◆ **Assignment**:
Scan the entries for lines with the word "football", then copy those lines.

◆ **Material provided**:
**********
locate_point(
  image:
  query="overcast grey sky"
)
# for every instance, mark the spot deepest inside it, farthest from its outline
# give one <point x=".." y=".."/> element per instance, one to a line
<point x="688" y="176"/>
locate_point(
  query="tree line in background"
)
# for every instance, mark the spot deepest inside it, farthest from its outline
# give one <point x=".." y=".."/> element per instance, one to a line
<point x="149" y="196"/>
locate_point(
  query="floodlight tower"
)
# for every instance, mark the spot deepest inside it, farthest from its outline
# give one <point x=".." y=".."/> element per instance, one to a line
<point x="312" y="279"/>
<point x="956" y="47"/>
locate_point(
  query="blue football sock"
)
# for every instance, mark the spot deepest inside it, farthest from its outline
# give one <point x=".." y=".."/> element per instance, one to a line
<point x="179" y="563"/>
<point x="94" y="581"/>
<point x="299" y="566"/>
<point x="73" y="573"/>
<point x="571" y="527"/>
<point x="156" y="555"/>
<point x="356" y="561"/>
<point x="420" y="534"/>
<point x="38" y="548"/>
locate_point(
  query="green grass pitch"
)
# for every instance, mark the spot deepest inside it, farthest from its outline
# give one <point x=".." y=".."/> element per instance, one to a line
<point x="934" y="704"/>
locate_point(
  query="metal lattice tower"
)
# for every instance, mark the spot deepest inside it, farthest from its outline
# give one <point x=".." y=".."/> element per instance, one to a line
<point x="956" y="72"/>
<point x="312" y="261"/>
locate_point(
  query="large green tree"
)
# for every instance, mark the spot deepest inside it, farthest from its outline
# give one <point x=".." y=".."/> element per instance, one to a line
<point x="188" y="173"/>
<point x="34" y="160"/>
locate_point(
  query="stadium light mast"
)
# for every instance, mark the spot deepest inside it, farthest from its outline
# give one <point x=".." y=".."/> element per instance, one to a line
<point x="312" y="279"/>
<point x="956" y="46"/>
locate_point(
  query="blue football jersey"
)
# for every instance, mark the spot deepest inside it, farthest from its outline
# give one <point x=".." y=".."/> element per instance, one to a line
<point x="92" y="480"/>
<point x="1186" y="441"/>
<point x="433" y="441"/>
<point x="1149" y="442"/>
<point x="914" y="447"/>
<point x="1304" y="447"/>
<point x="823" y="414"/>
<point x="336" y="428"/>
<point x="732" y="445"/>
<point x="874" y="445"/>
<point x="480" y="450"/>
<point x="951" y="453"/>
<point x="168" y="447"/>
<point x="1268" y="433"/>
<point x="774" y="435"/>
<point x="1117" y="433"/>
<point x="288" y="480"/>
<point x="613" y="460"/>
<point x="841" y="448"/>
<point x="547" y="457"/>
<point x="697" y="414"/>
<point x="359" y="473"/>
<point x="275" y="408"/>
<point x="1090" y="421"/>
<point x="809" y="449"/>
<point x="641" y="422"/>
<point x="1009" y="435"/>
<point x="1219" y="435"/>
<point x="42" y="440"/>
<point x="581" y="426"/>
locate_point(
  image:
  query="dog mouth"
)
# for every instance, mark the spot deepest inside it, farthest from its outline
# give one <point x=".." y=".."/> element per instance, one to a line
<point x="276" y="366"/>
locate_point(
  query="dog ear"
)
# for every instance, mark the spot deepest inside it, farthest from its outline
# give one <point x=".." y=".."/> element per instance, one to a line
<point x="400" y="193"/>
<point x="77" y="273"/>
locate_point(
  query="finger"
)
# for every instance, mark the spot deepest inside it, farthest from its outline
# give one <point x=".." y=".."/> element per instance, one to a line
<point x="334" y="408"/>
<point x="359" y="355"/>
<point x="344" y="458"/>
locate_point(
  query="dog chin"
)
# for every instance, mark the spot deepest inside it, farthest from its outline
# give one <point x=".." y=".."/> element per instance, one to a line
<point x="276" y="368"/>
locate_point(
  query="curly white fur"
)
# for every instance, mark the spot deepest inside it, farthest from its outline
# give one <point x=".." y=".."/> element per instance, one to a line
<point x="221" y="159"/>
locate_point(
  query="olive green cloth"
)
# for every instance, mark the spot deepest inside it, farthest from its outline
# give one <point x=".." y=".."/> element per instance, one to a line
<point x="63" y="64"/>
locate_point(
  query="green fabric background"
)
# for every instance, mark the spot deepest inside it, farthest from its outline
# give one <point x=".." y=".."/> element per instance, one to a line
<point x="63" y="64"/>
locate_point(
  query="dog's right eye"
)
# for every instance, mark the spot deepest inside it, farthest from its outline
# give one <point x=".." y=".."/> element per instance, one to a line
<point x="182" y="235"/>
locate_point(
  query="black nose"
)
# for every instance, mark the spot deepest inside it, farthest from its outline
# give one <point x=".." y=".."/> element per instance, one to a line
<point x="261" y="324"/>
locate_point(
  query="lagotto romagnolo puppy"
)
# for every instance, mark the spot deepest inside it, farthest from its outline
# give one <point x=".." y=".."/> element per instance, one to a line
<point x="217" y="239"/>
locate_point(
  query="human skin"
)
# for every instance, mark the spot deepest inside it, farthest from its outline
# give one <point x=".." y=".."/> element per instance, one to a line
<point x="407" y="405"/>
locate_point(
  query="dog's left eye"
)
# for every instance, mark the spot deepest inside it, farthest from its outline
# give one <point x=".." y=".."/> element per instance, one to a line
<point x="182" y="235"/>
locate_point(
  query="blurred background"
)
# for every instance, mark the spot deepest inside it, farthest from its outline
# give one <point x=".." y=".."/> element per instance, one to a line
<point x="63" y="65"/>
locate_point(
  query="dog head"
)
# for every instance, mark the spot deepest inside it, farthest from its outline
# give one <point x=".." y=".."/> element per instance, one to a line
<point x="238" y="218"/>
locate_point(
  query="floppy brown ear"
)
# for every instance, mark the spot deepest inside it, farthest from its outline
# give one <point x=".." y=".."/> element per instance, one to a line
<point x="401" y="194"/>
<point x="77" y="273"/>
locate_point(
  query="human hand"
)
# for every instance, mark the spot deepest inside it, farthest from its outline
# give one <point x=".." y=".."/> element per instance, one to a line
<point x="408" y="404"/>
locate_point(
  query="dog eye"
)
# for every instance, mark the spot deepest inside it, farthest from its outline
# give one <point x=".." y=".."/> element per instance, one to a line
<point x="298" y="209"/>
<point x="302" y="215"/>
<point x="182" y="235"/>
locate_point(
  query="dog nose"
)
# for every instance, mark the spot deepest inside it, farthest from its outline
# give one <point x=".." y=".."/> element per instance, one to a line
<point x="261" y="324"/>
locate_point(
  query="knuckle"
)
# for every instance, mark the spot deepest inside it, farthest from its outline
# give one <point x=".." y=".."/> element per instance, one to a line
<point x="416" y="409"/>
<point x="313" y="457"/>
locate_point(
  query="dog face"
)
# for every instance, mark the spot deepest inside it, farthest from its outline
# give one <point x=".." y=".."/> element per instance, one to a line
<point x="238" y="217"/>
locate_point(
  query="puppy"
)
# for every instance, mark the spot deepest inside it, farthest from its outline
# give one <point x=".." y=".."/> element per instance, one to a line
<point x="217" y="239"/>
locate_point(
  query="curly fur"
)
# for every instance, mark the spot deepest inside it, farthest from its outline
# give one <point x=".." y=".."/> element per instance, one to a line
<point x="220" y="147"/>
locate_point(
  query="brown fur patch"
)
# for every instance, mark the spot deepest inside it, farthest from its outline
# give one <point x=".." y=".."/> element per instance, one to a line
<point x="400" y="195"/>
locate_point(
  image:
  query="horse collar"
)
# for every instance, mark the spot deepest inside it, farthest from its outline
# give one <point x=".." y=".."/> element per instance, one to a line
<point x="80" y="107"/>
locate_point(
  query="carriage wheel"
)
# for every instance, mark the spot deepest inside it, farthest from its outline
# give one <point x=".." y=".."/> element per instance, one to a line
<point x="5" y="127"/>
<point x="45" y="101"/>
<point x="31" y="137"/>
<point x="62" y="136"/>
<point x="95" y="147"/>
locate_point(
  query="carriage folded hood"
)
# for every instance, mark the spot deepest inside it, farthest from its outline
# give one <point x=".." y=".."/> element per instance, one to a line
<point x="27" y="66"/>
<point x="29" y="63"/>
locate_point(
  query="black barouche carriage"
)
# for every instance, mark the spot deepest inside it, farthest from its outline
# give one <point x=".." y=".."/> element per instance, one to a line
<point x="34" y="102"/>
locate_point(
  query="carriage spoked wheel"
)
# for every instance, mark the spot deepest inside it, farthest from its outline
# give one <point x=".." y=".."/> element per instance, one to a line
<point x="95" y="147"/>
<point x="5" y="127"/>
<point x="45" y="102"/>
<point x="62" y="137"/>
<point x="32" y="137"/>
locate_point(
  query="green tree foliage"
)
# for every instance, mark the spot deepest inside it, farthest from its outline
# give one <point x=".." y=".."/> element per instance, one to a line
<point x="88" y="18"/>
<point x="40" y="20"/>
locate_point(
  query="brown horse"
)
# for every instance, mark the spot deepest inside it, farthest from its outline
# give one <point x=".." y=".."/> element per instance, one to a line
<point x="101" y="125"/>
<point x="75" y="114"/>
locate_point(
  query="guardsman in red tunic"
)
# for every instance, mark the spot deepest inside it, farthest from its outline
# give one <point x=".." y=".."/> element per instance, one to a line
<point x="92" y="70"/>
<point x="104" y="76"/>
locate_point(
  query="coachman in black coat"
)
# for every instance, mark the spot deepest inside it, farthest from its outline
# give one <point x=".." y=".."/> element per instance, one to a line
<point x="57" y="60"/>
**********
◆ **Result of the exercise**:
  query="blue football sock"
  query="blue football jersey"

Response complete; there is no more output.